[RECORDS FOR THE EXERCISE]
* Start *

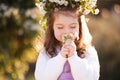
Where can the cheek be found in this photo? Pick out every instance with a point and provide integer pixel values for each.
(57, 34)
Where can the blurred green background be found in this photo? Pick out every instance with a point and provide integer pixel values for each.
(21, 38)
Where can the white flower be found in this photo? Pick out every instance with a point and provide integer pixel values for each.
(86, 12)
(77, 0)
(96, 11)
(40, 6)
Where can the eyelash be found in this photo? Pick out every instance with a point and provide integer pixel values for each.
(60, 27)
(73, 27)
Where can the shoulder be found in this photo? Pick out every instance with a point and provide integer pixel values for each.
(43, 53)
(91, 51)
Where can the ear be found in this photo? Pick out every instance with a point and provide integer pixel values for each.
(87, 38)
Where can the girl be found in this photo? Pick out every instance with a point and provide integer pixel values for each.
(81, 62)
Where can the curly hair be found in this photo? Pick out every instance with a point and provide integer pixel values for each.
(51, 42)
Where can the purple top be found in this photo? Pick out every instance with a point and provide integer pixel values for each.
(66, 73)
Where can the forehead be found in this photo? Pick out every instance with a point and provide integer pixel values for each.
(65, 13)
(65, 17)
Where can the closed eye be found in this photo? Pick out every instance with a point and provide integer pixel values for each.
(60, 27)
(73, 27)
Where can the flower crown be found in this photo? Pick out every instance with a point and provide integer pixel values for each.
(85, 6)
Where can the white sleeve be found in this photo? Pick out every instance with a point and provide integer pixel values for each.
(86, 68)
(48, 68)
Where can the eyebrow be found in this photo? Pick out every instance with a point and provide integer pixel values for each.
(62, 24)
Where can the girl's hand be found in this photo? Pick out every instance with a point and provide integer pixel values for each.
(69, 48)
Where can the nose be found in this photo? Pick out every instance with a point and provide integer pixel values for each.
(67, 31)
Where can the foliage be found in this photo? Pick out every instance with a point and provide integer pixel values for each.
(18, 29)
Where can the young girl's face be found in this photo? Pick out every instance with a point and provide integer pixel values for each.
(64, 25)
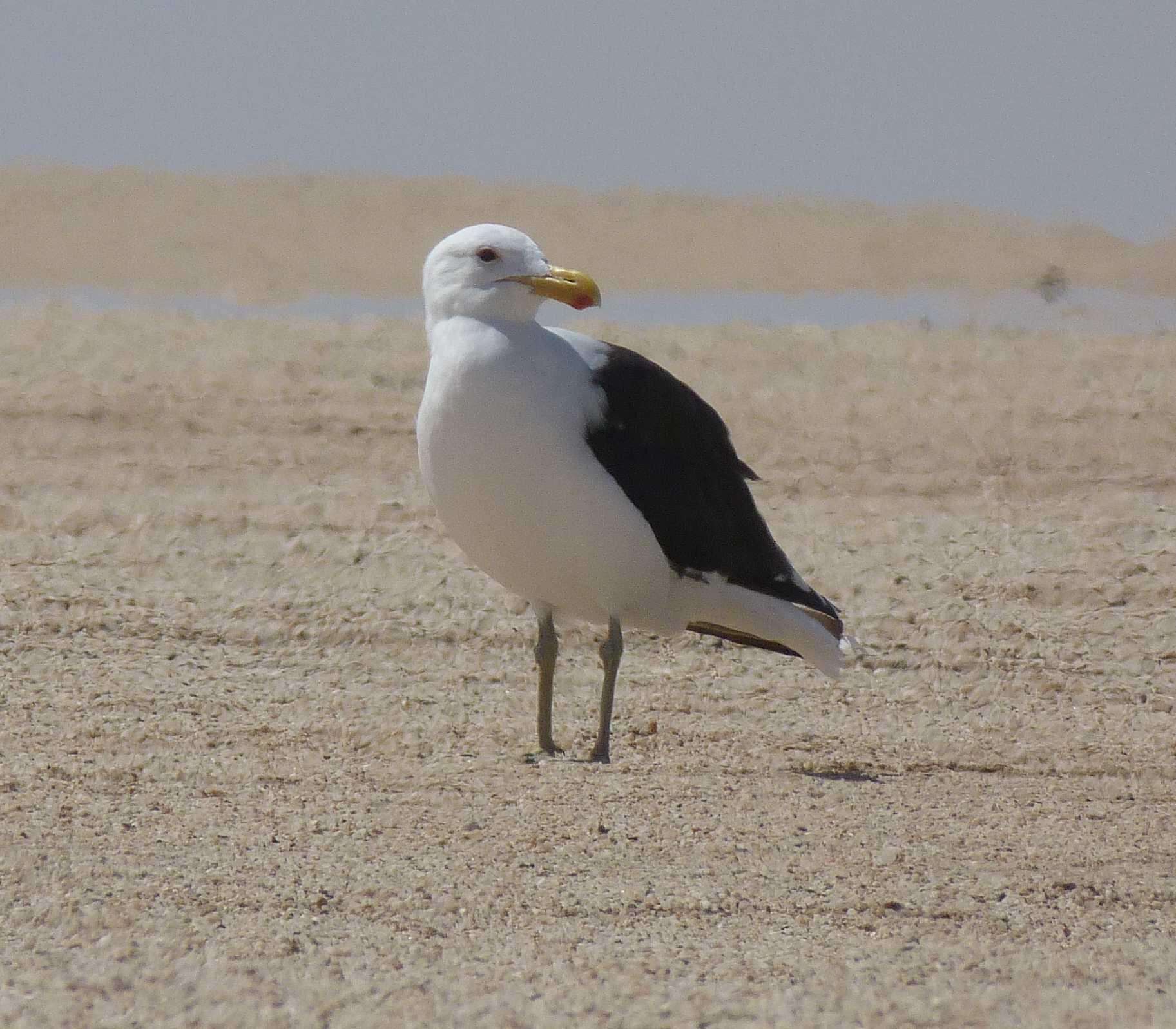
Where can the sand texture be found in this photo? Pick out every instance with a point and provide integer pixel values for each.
(272, 238)
(262, 726)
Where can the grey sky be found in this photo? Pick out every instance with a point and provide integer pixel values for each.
(1053, 108)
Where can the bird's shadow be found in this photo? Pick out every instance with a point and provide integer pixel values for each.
(843, 774)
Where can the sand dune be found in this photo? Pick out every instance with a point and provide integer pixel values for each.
(269, 238)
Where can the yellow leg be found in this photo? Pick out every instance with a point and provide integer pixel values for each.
(611, 652)
(547, 646)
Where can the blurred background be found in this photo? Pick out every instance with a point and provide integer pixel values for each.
(259, 153)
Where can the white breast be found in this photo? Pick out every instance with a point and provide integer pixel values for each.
(503, 450)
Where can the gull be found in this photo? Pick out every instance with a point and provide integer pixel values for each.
(588, 479)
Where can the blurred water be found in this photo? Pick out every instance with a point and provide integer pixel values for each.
(1087, 309)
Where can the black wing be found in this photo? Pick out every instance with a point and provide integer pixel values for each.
(673, 456)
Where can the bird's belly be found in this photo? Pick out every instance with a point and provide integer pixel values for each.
(537, 512)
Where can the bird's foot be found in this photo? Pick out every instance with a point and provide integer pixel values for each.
(544, 753)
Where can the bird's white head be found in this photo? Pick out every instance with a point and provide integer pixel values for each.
(497, 272)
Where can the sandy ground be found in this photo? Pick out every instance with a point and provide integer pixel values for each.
(272, 238)
(262, 726)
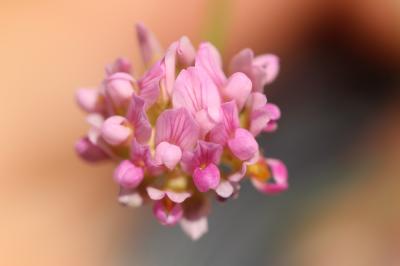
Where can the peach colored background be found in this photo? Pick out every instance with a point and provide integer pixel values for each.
(54, 208)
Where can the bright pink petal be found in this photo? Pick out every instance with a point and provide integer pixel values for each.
(149, 84)
(225, 189)
(230, 121)
(279, 176)
(195, 229)
(150, 48)
(137, 117)
(205, 153)
(167, 217)
(185, 52)
(177, 197)
(155, 193)
(89, 100)
(197, 93)
(119, 89)
(237, 88)
(89, 151)
(168, 154)
(177, 127)
(128, 175)
(120, 65)
(114, 130)
(243, 145)
(206, 178)
(209, 60)
(269, 64)
(169, 65)
(130, 197)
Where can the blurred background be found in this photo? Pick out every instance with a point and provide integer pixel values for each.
(339, 135)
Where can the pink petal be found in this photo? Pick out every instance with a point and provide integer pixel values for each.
(169, 64)
(119, 89)
(197, 93)
(150, 84)
(140, 154)
(209, 60)
(166, 217)
(128, 175)
(120, 65)
(269, 64)
(243, 145)
(207, 178)
(178, 197)
(204, 153)
(195, 229)
(279, 175)
(137, 117)
(155, 194)
(185, 52)
(224, 189)
(177, 127)
(89, 151)
(258, 121)
(256, 101)
(114, 131)
(230, 121)
(237, 88)
(273, 111)
(130, 197)
(150, 48)
(89, 100)
(168, 154)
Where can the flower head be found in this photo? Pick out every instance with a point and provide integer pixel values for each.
(184, 131)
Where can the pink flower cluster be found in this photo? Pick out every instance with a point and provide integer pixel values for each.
(184, 131)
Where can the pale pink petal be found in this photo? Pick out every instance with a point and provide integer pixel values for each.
(269, 63)
(129, 197)
(167, 217)
(89, 151)
(114, 130)
(237, 88)
(279, 176)
(258, 121)
(155, 193)
(177, 197)
(195, 229)
(256, 101)
(89, 100)
(149, 84)
(120, 65)
(243, 145)
(140, 154)
(274, 113)
(242, 62)
(177, 127)
(197, 93)
(225, 189)
(205, 153)
(119, 89)
(168, 154)
(206, 178)
(185, 52)
(209, 60)
(169, 64)
(128, 175)
(137, 117)
(150, 48)
(230, 121)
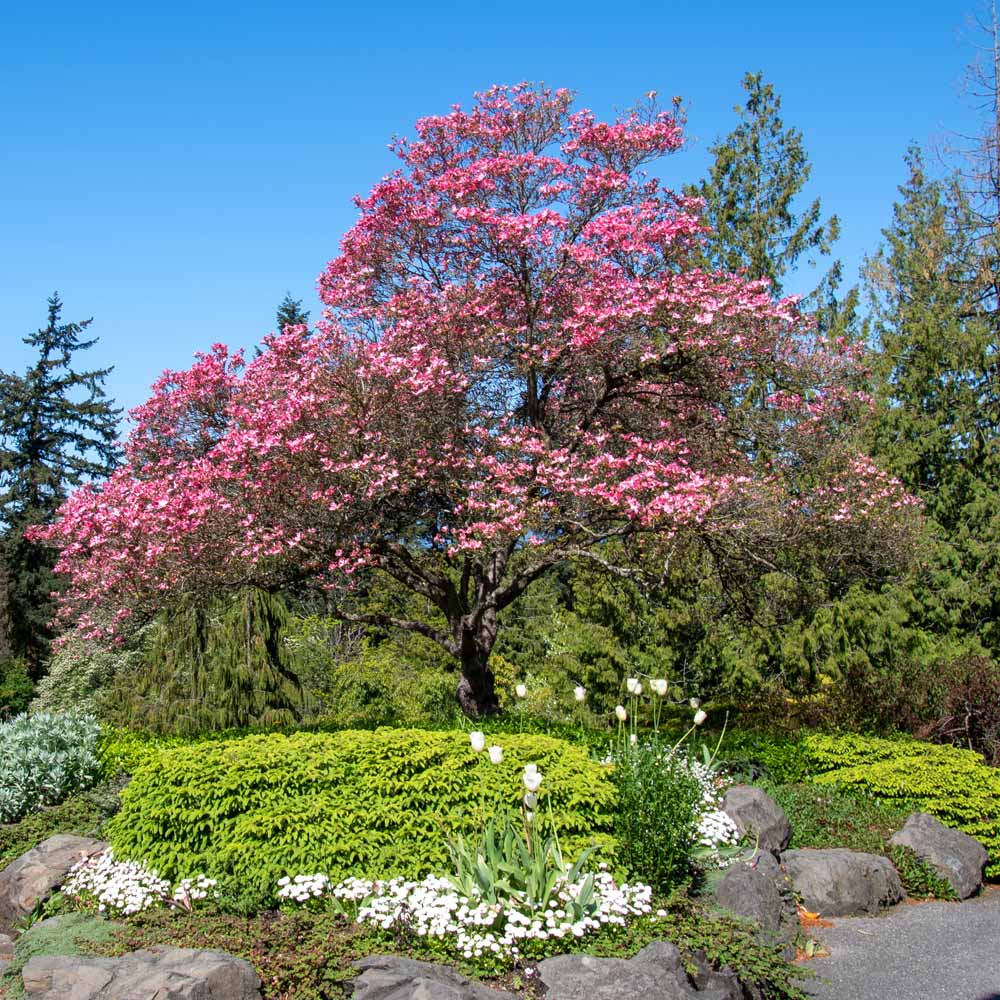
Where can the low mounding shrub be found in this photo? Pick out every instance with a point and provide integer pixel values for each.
(44, 759)
(955, 785)
(374, 804)
(656, 823)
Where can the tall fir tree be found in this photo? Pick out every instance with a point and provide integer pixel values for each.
(291, 313)
(750, 194)
(938, 425)
(58, 430)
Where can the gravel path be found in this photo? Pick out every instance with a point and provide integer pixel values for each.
(925, 951)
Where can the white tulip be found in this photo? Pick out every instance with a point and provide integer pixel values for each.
(532, 779)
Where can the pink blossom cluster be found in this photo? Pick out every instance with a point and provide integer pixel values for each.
(519, 353)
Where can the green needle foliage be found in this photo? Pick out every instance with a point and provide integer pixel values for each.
(57, 431)
(213, 663)
(759, 169)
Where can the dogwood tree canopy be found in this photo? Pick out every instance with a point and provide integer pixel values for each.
(519, 364)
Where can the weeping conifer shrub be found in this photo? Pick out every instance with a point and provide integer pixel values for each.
(215, 663)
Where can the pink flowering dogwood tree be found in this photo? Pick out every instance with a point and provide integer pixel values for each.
(519, 364)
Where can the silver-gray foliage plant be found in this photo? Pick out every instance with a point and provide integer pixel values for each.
(45, 758)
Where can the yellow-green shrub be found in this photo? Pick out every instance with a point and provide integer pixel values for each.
(355, 802)
(955, 785)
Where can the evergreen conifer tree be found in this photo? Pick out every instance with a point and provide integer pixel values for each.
(57, 430)
(938, 427)
(291, 313)
(757, 173)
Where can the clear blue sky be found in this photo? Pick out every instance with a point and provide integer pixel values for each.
(173, 169)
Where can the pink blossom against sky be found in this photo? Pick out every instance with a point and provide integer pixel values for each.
(173, 169)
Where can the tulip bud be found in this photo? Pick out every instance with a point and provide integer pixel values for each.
(532, 779)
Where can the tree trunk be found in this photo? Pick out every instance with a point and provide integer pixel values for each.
(476, 692)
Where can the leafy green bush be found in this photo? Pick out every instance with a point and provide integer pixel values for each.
(80, 673)
(45, 758)
(350, 803)
(16, 688)
(955, 785)
(656, 820)
(123, 751)
(754, 755)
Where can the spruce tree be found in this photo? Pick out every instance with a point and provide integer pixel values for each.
(938, 424)
(57, 430)
(750, 194)
(212, 663)
(291, 313)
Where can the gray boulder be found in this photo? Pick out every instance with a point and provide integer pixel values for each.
(158, 974)
(755, 888)
(656, 973)
(33, 876)
(957, 857)
(842, 883)
(386, 977)
(758, 816)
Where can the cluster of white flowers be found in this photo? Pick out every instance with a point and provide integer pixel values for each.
(432, 908)
(127, 887)
(302, 888)
(716, 828)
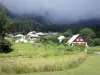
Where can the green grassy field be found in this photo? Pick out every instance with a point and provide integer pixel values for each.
(90, 67)
(30, 60)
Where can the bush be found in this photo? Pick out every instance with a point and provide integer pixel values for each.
(74, 48)
(5, 46)
(96, 42)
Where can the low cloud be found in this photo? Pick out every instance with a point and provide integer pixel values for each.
(56, 10)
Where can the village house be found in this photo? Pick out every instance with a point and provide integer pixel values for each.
(20, 38)
(77, 39)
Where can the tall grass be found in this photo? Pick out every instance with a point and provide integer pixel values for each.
(27, 65)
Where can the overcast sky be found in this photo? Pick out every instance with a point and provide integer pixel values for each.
(56, 10)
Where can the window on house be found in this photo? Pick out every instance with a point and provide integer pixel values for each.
(77, 39)
(81, 39)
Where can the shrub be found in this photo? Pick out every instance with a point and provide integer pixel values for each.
(74, 48)
(96, 42)
(5, 46)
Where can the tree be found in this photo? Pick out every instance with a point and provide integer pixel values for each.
(96, 42)
(5, 46)
(87, 33)
(68, 33)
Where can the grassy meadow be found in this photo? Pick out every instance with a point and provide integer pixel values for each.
(27, 58)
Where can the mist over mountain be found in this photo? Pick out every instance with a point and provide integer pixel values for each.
(56, 11)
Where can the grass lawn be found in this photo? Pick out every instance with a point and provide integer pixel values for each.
(90, 67)
(26, 57)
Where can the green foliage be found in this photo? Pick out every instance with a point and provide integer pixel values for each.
(68, 33)
(87, 33)
(96, 41)
(75, 48)
(5, 46)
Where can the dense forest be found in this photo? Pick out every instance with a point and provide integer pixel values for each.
(24, 24)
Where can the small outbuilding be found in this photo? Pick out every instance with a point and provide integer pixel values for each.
(77, 39)
(60, 38)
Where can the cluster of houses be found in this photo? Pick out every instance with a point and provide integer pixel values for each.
(32, 36)
(75, 39)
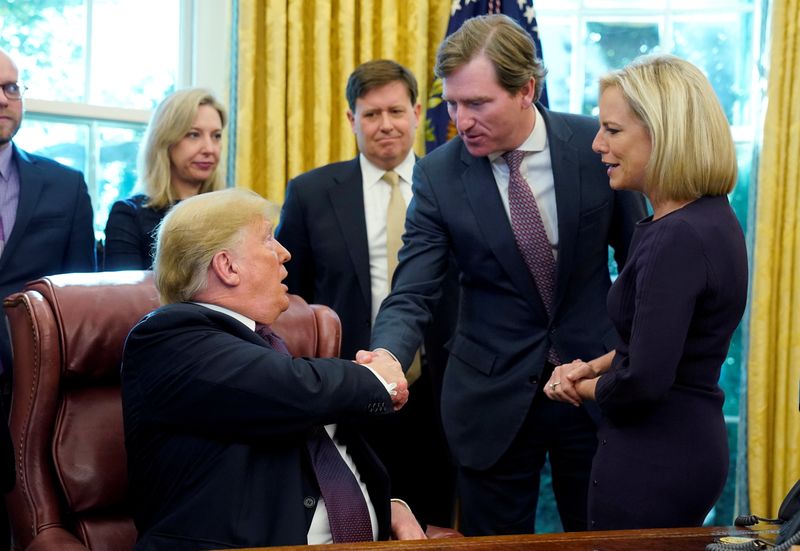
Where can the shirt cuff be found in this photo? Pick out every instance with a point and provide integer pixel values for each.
(390, 387)
(406, 505)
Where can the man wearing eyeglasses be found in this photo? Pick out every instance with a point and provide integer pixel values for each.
(45, 228)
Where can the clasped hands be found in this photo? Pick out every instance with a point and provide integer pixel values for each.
(572, 383)
(387, 366)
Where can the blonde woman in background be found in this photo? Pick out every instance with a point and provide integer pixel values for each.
(180, 159)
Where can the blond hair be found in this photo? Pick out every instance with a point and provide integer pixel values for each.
(504, 42)
(171, 120)
(194, 231)
(693, 151)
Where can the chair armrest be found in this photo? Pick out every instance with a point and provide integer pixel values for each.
(438, 532)
(55, 539)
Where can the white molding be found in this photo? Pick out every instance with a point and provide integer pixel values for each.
(211, 46)
(86, 111)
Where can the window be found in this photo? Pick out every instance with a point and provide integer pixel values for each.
(583, 39)
(95, 69)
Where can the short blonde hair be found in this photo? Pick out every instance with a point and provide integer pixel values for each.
(194, 231)
(170, 121)
(504, 42)
(693, 151)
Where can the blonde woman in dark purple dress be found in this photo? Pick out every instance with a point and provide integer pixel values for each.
(662, 456)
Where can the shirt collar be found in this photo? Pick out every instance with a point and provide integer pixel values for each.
(536, 140)
(235, 315)
(373, 174)
(5, 161)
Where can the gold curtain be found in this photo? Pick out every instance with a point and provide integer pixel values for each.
(774, 358)
(293, 62)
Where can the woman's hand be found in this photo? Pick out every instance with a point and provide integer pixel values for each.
(564, 383)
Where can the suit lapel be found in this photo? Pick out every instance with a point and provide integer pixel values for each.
(347, 198)
(566, 177)
(30, 188)
(487, 206)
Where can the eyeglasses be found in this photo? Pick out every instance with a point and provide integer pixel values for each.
(13, 90)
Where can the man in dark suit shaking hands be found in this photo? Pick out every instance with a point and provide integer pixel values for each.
(231, 442)
(342, 223)
(521, 201)
(45, 228)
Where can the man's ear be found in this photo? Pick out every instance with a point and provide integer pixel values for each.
(225, 268)
(528, 91)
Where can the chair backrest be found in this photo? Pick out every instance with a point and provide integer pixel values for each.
(67, 333)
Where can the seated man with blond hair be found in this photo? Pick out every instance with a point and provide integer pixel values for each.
(231, 442)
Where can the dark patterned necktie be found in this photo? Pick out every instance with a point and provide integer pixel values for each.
(531, 237)
(348, 515)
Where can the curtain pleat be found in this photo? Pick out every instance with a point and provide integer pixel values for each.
(294, 57)
(774, 357)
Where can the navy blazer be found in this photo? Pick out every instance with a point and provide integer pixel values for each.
(130, 234)
(323, 227)
(215, 429)
(53, 232)
(498, 352)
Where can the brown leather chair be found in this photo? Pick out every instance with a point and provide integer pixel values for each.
(67, 333)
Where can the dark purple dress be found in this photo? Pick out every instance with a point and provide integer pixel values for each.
(662, 455)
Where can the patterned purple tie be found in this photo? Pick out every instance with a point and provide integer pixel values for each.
(347, 509)
(531, 237)
(348, 515)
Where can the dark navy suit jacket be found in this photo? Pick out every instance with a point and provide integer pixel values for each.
(53, 233)
(216, 423)
(323, 227)
(498, 352)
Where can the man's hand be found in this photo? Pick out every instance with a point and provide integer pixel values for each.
(387, 366)
(404, 524)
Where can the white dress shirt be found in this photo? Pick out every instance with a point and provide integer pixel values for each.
(537, 169)
(376, 202)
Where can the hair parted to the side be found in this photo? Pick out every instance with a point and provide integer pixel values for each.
(170, 121)
(693, 151)
(196, 229)
(376, 73)
(504, 42)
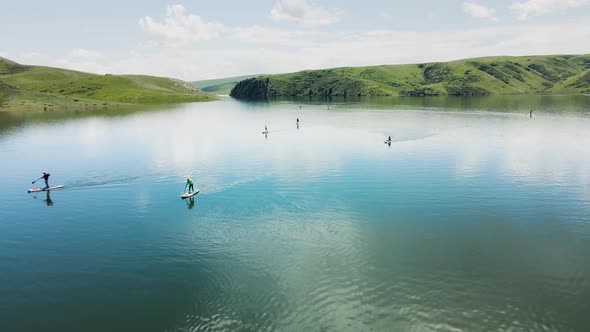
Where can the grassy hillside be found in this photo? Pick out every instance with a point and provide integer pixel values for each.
(479, 76)
(220, 86)
(36, 88)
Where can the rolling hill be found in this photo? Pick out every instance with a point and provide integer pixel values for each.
(220, 86)
(470, 77)
(25, 87)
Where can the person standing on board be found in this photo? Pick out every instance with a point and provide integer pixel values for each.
(46, 178)
(190, 185)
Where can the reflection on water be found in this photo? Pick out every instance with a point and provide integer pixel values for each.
(475, 217)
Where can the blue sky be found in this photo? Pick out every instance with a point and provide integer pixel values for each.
(209, 39)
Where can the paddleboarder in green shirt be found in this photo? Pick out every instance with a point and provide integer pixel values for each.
(190, 185)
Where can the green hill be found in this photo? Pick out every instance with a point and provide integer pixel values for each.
(220, 86)
(479, 76)
(36, 88)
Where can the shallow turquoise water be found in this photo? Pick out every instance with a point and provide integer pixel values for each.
(476, 218)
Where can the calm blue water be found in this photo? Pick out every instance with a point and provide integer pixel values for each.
(476, 217)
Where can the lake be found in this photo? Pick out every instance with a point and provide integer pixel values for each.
(475, 218)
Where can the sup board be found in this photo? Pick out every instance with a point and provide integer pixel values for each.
(187, 195)
(36, 190)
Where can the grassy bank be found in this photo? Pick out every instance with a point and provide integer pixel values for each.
(470, 77)
(220, 86)
(25, 88)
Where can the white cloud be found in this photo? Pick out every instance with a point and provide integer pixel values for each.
(303, 13)
(81, 53)
(181, 27)
(479, 11)
(539, 7)
(258, 49)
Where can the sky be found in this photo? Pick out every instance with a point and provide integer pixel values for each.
(195, 39)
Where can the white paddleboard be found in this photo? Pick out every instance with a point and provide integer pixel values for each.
(187, 195)
(36, 190)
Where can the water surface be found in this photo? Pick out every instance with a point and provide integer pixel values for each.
(475, 218)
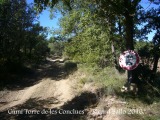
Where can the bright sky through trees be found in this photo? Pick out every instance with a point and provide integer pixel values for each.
(45, 21)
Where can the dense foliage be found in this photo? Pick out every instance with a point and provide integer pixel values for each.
(22, 39)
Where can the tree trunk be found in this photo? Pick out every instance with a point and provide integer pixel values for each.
(129, 31)
(155, 65)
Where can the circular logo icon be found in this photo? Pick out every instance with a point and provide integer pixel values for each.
(129, 60)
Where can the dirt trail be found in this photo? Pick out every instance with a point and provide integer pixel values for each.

* End *

Please repeat the lines of the listing above without changes, starting with the line that has "Where can the calm" and continuing through the end of the listing. Omit the pictures.

[RESPONSE]
Where can the calm blue water be found in this photo? Pick out every instance with a point and provide integer pixel values for each.
(476, 217)
Where can the lake be found in this photo? Pick out every instance with a point and provide integer pixel values for each.
(475, 218)
Where can the sup board be found in this photo? Pick out every instance with a point and provide integer pixel values for each.
(187, 195)
(36, 190)
Where can the grassy bank be found in this photo? Pick out every instance with a point and provide integer pixel values for each.
(470, 77)
(220, 86)
(25, 88)
Where can the white cloud be found in this photo? Pick out every instance with a point and provide integer pixel values for each.
(303, 13)
(81, 53)
(181, 27)
(479, 11)
(539, 7)
(258, 49)
Where can the sky be found in this photo? Pick out every instance with a point and provide integer pixel values for each.
(195, 39)
Where can the white paddleboard be found in this photo? Pick out every instance with a point and provide integer pixel values for each.
(187, 195)
(36, 190)
Where can the water surface be found in this photo? Pick out every instance with a point and provide integer pixel values for each.
(475, 218)
Where can the bright sky through trees be found in this photo? Pick out every instance with a point and provide integer pixel values for each.
(45, 21)
Where can the dense foliage be found in this photo? Pick out every instance with a point and provide integer pixel values for each.
(22, 39)
Where can the tree trunk be found in this photo? Pick out every instance with a point and provide integer pixel values for each.
(129, 31)
(155, 65)
Where can the circular logo icon be found in this photo? Pick out every instance with a point and provide integer pixel values for each.
(129, 60)
Where can the dirt trail be found in this photo? Pick out every instance with a point and provide integer pixel values for each.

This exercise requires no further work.